In my opinion, the best way to prepare/plan for high school is for the kids to have friends 1-3 years ahead of them. The usual ways to make such friends would be friends with older siblings, church, after school programs, scouts, sports team, band, orchestra, choir, etc. Regular interactions with older friends helps the kids form a realistic expectation for what’s coming up in life.
Thanks so much for the feedback - that’s extremely helpful. I will check with the college counselors at the school. Meanwhile, are there any sites anybody has found that has examples of successful college applications (with classes, activities, summers, etc.)?
If your high school has the luxury of dedicated college counselors (versus only regular counselors who may be loaded with other counselor issues as well as college prep issues for hundreds of students each), then it is likely that they are the best resource for college prep issues in the context of your high school.
There are thousands of successful paths. There is no one perfect path. Follow your child’s interests and let them go through high school exploring interests and strengths. Encourage them to get involved! Some kids have one big focus and others will try a bunch of things, as long as they are doing something they will be fine. Encourage them to build relationships with teachers and find a volunteer activity.
MIT has an excellent blog article about applying sideways to look up. Don’t try to craft a high school experience just to fit a college.
For AP courses, our school offered AP Geog freshman year and AP Euro Sophomore year but my daughter did not take them since she wasn’t excited about those subjects. She took pretty much all APs available starting junior year and did great in them. Her college results are just as good as those who took AP starting freshman year. Don’t stress too much.
Integrated math course names can be confusing. Our district uses integrated math. IM1 is taught in 8th grade and is simply called 8th grade math. IM2, IM3, and precalc are taught in 9th-11th grade, but are confusingly called “Math 1, 2, 3” by the HS (“Math 1” = IM2, etc).
get involved in high school- not so it looks good on paper, but so you feel like you are a part of your school community. Try new things- a new sport, club, art class etc.
Challenge yourself in the academic areas you enjoy- you don’t need to stress yourself out by trying to take a certain number of AP’s or Honors classes.
Get to know your teachers- and make sure they really know who you are.
Spend your summers - especially the early high school summers- doing something you love- and get a job. A job teaches life skills.
Bottom line- when you’re 14 you’re still a kid- it’s fleeting, so soak it all in.

┄┄┄┄┄┄┄┄┄┄┄┄┄┄┄┄┄┄┄┄

> _Brief A_: Present the lines of the entries from the one containing "Return the bounding box that tightly fits the shrub." through the one containing "[179,506,434,574]", inclusive, as a Markdown table with columns No. and Line. Number each row and leave out blank lines.
The high school advice and the entries that follow it come from unrelated sources.

(Rows from a box-labeling dataset)
┄┄┄┄┄┄┄┄┄┄┄┄┄┄┄┄┄┄┄┄

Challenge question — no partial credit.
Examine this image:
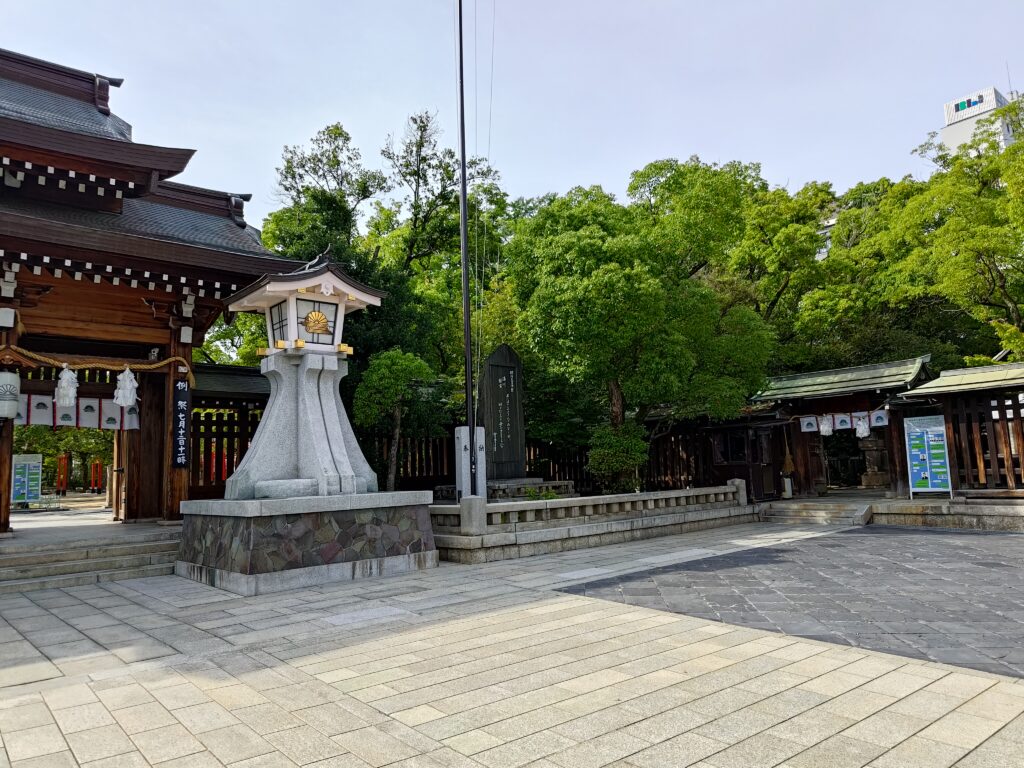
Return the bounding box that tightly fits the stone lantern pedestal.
[175,258,437,595]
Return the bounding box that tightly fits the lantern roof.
[227,249,387,313]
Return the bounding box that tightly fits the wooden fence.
[188,408,263,499]
[189,408,702,499]
[944,392,1024,490]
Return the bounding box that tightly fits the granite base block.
[174,550,438,597]
[437,506,758,564]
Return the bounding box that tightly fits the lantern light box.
[228,255,385,355]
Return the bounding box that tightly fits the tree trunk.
[608,379,626,429]
[387,406,401,490]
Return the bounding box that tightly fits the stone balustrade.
[430,480,757,562]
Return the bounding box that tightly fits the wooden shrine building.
[0,45,294,534]
[904,362,1024,497]
[689,355,934,501]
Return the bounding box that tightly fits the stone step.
[0,562,174,595]
[0,546,178,584]
[0,519,181,555]
[0,535,180,570]
[764,514,859,525]
[768,502,867,513]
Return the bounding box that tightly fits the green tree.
[506,187,771,429]
[353,349,434,490]
[278,123,388,244]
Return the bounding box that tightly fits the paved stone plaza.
[0,524,1024,768]
[566,527,1024,677]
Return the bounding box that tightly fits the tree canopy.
[197,97,1024,477]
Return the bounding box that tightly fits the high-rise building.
[939,87,1017,152]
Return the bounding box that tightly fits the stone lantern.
[224,254,384,500]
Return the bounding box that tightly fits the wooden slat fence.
[189,417,700,499]
[188,408,263,499]
[945,392,1024,490]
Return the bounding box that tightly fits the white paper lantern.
[0,371,22,419]
[114,366,138,408]
[53,362,78,408]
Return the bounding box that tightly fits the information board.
[903,416,952,499]
[10,454,43,504]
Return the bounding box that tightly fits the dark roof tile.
[0,78,131,141]
[0,196,273,256]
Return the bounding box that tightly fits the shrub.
[587,423,647,494]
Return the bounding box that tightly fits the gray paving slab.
[564,526,1024,677]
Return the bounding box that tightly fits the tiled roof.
[907,362,1024,397]
[0,78,131,141]
[0,196,273,256]
[193,364,270,397]
[753,354,931,401]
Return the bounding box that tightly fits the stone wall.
[871,500,1024,534]
[175,492,437,595]
[179,506,434,574]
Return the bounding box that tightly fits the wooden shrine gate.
[0,50,295,535]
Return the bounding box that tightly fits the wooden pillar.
[163,331,191,520]
[0,419,14,534]
[111,432,125,520]
[136,372,167,520]
[119,429,144,522]
[889,409,910,498]
[942,397,958,493]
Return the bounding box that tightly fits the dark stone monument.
[476,344,526,480]
[434,344,575,503]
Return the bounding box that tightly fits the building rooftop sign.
[942,87,1010,125]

┄┄┄┄┄┄┄┄┄┄┄┄┄┄┄┄┄┄┄┄

> _Brief B_: In one to three sentences, explain why the high school advice says the best preparation for high school is having friends one to three years older.

> _Solution A_:
| No. | Line |
|---|---|
| 1 | Return the bounding box that tightly fits the shrub. |
| 2 | [587,423,647,494] |
| 3 | Return the bounding box that tightly fits the gray paving slab. |
| 4 | [564,526,1024,677] |
| 5 | Return the bounding box that tightly fits the tiled roof. |
| 6 | [907,362,1024,397] |
| 7 | [0,78,131,141] |
| 8 | [0,196,273,256] |
| 9 | [193,364,270,397] |
| 10 | [753,354,931,401] |
| 11 | Return the bounding box that tightly fits the stone wall. |
| 12 | [871,500,1024,534] |
| 13 | [175,492,437,595] |
| 14 | [179,506,434,574] |

> _Solution B_: Regular interactions with older friends help kids form a realistic expectation of what is coming up in life. Friends one to three years ahead have already been through the stage the kids are about to enter.